Reading text:
►
Saul Aronow, Electrical Engineering 1939, was a radiological physicist and a consultant. he was also a political activist.   Aronow began his career as an engineer at Harvey Radio Labs in Cambridge, Massachusetts. After serving in the U.S. Army from 1942 to 1946, he returned to school as a National Science Foundation fellow, earning a doctorate from Harvard University in 1953. 

For the next thirty years, he was a medical physicist at the Massachusetts General Hospital and taught as an adjunct professor at Northeastern University in Boston and as an instructor at Massachusetts Institute of Technology (MIT).  From 1981 to 1983, he served as a clinical engineer with Project Hope, a non-profit agency that helps move families beyond homelessness and poverty. 

Along with Raymond Zumbato, Saul Aronow co-founded Technology in Medicine in 1974.  The company provides medical equipment, management solutions, and clinical engineering services to hospitals all over the United States. In 2007, Technology in Medicine was acquired by Linc Facility Services. Saul served as the company’s chairman from 1972 until his retirement in 2007. He passed away in 2013.
◄
Activity: Could you pick up the profile of Saul Aronow after its final sentence and continue it?

Dataset content:
►
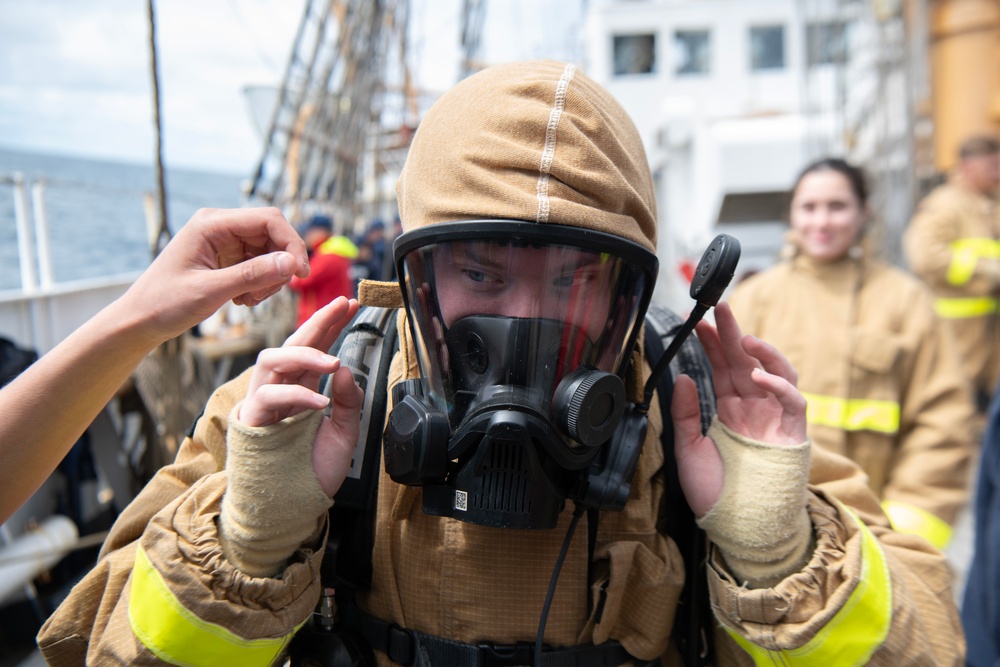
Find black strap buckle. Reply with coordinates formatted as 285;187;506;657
385;623;417;665
479;642;535;667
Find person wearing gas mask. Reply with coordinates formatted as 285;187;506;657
39;61;964;665
729;158;976;549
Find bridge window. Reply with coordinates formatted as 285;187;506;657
750;25;785;72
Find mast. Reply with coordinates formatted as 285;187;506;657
249;0;408;235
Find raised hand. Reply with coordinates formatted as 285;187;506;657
671;303;806;517
239;297;364;496
120;208;309;343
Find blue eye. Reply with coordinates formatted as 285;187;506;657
464;269;486;283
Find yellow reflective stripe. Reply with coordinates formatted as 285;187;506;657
319;236;359;259
934;296;997;320
802;392;899;435
128;547;298;666
726;513;892;667
882;500;951;549
946;238;1000;285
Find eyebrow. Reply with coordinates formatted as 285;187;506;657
451;242;604;271
455;243;509;269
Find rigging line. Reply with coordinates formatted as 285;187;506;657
146;0;171;257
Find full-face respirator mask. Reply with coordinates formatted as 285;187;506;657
384;220;658;528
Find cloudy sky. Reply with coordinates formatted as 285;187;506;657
0;0;581;173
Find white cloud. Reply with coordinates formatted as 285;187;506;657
0;0;578;174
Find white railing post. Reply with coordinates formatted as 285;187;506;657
31;180;55;292
14;172;38;294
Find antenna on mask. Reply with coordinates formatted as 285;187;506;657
636;234;740;414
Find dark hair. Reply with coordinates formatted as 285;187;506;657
788;157;868;208
958;135;1000;160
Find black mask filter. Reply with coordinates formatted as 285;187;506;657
385;221;657;528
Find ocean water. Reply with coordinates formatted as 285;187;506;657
0;148;247;291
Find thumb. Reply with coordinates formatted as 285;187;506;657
670;375;724;518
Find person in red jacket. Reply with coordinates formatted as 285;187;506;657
288;215;358;327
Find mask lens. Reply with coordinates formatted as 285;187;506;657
397;223;655;428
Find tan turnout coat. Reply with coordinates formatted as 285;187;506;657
39;314;964;667
903;177;1000;402
729;256;976;524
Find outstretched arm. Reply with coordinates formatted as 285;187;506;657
0;208;309;523
219;297;364;577
671;303;808;518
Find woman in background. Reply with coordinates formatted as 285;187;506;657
729;158;975;548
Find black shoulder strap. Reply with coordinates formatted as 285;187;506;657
643;306;715;667
320;306;399;593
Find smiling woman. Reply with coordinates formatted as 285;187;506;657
730;158;975;548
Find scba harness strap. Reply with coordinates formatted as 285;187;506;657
343;607;654;667
300;306;715;667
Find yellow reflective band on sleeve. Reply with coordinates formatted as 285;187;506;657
946;238;1000;286
934;296;997;320
319;236;360;259
726;517;892;667
882;500;951;549
802;392;899;435
128;547;298;666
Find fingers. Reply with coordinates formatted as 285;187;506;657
191;207;309;277
664;375;702;445
664;375;724;518
239;384;330;426
240;347;340;426
330;366;365;428
741;336;799;386
285;296;358;352
203;251;295;306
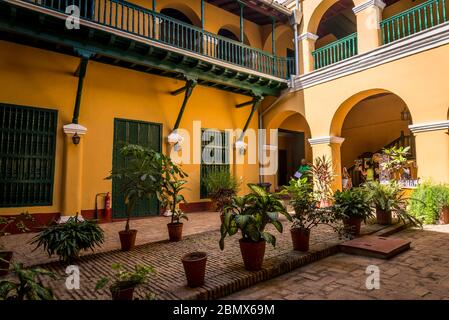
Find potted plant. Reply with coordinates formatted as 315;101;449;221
95;263;154;300
182;252;207;288
364;181;422;226
32;214;104;263
219;184;292;271
0;263;57;301
333;188;372;236
0;212;34;276
281;177;336;252
157;155;188;241
106;144;162;251
310;155;335;207
204;170;240;220
409;181;449;224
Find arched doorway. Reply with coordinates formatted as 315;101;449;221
159;8;202;52
334;91;416;186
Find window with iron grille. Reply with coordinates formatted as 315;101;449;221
200;129;230;199
0;103;58;207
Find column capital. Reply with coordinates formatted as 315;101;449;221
408;120;449;133
309;136;345;146
298;32;319;41
62;123;87;136
352;0;386;14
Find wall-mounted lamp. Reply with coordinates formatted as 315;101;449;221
72;132;81;146
401;108;412;121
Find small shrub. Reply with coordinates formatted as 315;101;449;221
32;216;104;262
408;181;449;224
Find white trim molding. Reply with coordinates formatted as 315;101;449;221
62;123;87;136
352;0;386;14
309;136;345;146
408;120;449;133
293;22;449;91
298;32;319;41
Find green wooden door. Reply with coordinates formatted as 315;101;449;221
112;119;162;219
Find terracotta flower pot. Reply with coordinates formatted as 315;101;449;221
110;287;134;300
290;228;310;252
182;252;207;288
118;229;137;251
239;239;266;271
343;217;363;236
0;250;13;277
167;223;183;242
440;206;449;224
376;208;393;225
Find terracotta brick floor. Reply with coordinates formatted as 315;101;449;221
0;212;220;266
226;225;449;300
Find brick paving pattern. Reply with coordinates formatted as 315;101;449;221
226;225;449;300
0;212;220;266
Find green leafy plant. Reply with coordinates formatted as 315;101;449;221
281;177;338;230
95;263;155;295
219;184;292;250
106;144;163;231
310;155;335;203
333;188;373;222
204;170;240;213
32;215;104;262
363;181;422;227
408;181;449;224
382;146;410;178
156;151;188;223
0;262;56;301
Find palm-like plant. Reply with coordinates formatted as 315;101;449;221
310;155;335;204
156;155;188;223
219;184;292;250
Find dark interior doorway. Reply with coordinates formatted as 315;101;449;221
278;129;306;187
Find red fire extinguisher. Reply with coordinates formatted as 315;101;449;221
104;192;112;222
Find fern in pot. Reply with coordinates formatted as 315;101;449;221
219;184;291;271
32;214;104;263
281;177;336;252
333;188;373;236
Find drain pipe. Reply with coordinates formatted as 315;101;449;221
259;88;291;183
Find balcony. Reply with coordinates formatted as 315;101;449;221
312;0;447;70
0;0;294;95
380;0;446;44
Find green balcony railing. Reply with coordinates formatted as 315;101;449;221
21;0;295;79
312;33;357;70
380;0;446;44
◄
Output:
Saul Aronow is the author of The Fallen Sky (1963), discussing the medical consequences of thermonuclear war.  He is an active fellow of several professional organizations including serving on the standards council of the National Fire Protection Association from 1983 to 1989 and the board of directors of the Association for the Advancement of Medical Instrumentation from 1979 to 1982. 

Saul Aronow received the CUAA Gano Dunn Award in 1979 and was inducted into The Cooper Union Hall of Fame in 2009.